Given problem — Please transcribe all of the entries below line for line, without changing anything.

[Saved data entries]
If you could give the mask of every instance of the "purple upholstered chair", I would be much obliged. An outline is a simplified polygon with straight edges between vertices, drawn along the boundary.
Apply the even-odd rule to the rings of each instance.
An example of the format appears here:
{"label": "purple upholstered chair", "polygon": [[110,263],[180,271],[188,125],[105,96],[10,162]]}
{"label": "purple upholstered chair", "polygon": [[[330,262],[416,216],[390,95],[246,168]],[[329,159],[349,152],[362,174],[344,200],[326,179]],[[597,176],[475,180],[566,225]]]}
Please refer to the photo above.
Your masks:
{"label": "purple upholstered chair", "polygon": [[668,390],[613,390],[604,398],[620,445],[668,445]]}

The reply —
If you could give the mask of every instance of the "purple upholstered chair", I would be much obliged. An outline is a simplified polygon with straight edges between vertices, drawn along the boundary.
Apply the even-odd rule to the rings of each instance.
An example of the format appears here:
{"label": "purple upholstered chair", "polygon": [[110,263],[180,271],[188,125],[105,96],[10,162]]}
{"label": "purple upholstered chair", "polygon": [[[330,262],[416,216],[390,95],[246,168]],[[329,159],[349,152],[362,174],[344,200],[326,179]],[[597,176],[475,180],[566,225]]]}
Please refer to the photo above.
Your masks:
{"label": "purple upholstered chair", "polygon": [[668,390],[613,390],[604,398],[620,445],[668,445]]}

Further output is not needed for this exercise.